§ **Problem**: Look through the data below. Pick out the lines holding the string "brick".

§ **Given entries**:
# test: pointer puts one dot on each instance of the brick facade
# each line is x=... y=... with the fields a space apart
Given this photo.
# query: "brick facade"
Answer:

§ **Answer to the problem**:
# test: pointer puts one dot on each instance of the brick facade
# query: "brick facade"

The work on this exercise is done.